## Task item
Copy out the research summaries word for word, starting with "We estimate the" and going on through "(with B. Nyhan)".

## Text section
-- Opening Marker --

A Doctor Will See you Now : Provider Continuity and Patient Outcomes
(with E Johnson, D. Carusi and D. Chan)

We estimate the effect of physician-patient relationships on clinical decisions in a setting where the treating physician is as good as randomly assigned. OBs are 25% (4 percentage points) \textbf{more} likely to perform a C-section when delivering patients with whom they have a pre-existing clinical relationship (their ``own patients") than when delivering patients with whom they had no prior relationship. OBs' decisions are consistent with receiving greater disutility from their own patients' difficult labors. After a string of difficult labors, OBs are more likely to perform C-sections on their own patients, and this can explain the entire own patient effect. JEL: I11, J16, J44

Also available as NBER Working Paper #22666

Tipping the Scales? Testing for Political Influence on Public Corruption Prosecutions
(with B. Nyhan)
Revisions Requested by the American Law and Economics Review

Political ties and the need to cultivate support for nominations to higher office create a conflict of interest for U.S. attorneys and the prosecutors they supervise in political corruption cases. How severe is this problem? Contrary to previous research, prosecutors do not appear to bring weaker cases against opposition party defendants before elections; we find no measurable difference in conviction rates and some evidence that co-partisans received \emph{less} favorable treatment in plea bargains and sentencing until recently. However, we observe partisan differences in the \emph{timing} of public corruption case filings that we attribute to the career incentives facing prosecutors. Relative to the president's co-partisans, opposition defendants are more likely to be charged immediately before an election than afterward. We find a corresponding difference in case duration, suggesting prosecutors move more quickly to file cases against opposition partisans. These timing differences are associated with greater promotion rates to appointed political office.

-- Closing Marker --

## Data listing
-- Opening Marker --

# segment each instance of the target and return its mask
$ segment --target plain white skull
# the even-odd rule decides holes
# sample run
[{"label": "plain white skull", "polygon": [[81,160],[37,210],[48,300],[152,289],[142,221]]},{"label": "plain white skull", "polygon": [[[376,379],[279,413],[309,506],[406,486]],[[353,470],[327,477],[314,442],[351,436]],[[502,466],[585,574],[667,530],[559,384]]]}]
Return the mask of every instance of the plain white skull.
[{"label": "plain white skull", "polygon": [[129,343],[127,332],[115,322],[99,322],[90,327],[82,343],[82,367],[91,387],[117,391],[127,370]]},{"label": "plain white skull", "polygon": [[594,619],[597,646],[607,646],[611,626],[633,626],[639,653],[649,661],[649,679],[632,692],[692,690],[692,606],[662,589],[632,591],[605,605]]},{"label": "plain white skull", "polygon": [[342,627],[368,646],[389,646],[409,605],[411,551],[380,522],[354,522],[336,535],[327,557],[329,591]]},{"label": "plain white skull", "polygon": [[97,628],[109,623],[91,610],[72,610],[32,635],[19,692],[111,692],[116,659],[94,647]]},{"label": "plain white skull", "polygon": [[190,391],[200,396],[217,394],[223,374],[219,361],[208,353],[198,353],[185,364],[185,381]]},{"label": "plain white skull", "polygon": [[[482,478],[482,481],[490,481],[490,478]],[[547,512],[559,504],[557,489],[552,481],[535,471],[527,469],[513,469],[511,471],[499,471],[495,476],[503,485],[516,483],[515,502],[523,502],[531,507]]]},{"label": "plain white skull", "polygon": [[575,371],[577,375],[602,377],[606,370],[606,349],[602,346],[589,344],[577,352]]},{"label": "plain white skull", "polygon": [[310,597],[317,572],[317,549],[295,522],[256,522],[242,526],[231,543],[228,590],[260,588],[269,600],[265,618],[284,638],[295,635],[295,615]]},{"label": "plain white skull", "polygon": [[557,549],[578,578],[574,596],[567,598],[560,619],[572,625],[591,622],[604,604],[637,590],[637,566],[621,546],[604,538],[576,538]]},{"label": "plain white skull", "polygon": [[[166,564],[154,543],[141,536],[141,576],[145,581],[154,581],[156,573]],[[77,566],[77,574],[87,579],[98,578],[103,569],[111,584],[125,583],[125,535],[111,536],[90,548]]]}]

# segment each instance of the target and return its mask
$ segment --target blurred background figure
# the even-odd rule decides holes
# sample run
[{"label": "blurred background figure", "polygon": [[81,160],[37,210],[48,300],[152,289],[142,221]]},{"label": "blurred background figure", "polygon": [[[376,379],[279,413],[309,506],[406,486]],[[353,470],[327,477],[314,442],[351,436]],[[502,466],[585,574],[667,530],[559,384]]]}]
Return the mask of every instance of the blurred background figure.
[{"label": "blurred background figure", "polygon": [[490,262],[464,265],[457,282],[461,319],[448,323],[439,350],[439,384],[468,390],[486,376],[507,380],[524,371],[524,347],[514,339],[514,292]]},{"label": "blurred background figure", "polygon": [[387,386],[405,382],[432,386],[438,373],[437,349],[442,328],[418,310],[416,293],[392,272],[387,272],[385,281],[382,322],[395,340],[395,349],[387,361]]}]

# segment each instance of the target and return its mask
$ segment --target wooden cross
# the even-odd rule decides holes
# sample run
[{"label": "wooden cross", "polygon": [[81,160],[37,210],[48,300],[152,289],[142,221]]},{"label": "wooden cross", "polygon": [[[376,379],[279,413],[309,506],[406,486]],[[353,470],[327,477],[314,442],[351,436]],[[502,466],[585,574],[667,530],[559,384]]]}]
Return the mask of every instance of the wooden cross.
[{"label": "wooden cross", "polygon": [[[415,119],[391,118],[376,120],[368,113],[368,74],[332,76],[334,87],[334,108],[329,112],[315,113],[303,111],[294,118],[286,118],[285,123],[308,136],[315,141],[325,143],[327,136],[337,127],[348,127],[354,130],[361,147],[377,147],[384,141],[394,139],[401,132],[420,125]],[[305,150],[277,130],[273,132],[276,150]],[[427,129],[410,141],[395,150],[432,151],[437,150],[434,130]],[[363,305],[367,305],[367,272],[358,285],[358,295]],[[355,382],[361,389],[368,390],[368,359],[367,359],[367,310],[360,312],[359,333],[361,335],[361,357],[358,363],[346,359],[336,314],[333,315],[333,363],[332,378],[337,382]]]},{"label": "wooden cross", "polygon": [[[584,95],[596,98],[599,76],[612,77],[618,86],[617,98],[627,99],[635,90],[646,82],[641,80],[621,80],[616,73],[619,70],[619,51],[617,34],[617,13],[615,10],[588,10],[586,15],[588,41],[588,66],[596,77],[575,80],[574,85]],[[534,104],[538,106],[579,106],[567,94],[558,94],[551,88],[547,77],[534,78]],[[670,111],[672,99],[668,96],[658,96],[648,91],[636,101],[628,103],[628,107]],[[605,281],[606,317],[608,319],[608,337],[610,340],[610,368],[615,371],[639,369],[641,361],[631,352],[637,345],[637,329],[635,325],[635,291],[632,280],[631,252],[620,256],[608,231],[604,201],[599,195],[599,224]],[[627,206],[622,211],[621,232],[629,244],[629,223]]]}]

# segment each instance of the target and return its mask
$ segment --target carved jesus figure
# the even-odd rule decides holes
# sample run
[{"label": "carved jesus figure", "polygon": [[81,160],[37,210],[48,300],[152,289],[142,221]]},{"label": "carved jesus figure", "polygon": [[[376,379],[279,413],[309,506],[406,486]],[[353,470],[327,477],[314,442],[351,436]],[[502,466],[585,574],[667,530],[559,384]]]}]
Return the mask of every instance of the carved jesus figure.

-- Closing Marker --

## Solution below
We estimate the effect of physician-patient relationships on clinical decisions in a setting where the treating physician is as good as randomly assigned. OBs are 25% (4 percentage points) \textbf{more} likely to perform a C-section when delivering patients with whom they have a pre-existing clinical relationship (their ``own patients") than when delivering patients with whom they had no prior relationship. OBs' decisions are consistent with receiving greater disutility from their own patients' difficult labors. After a string of difficult labors, OBs are more likely to perform C-sections on their own patients, and this can explain the entire own patient effect. JEL: I11, J16, J44

Also available as NBER Working Paper #22666

Tipping the Scales? Testing for Political Influence on Public Corruption Prosecutions
(with B. Nyhan)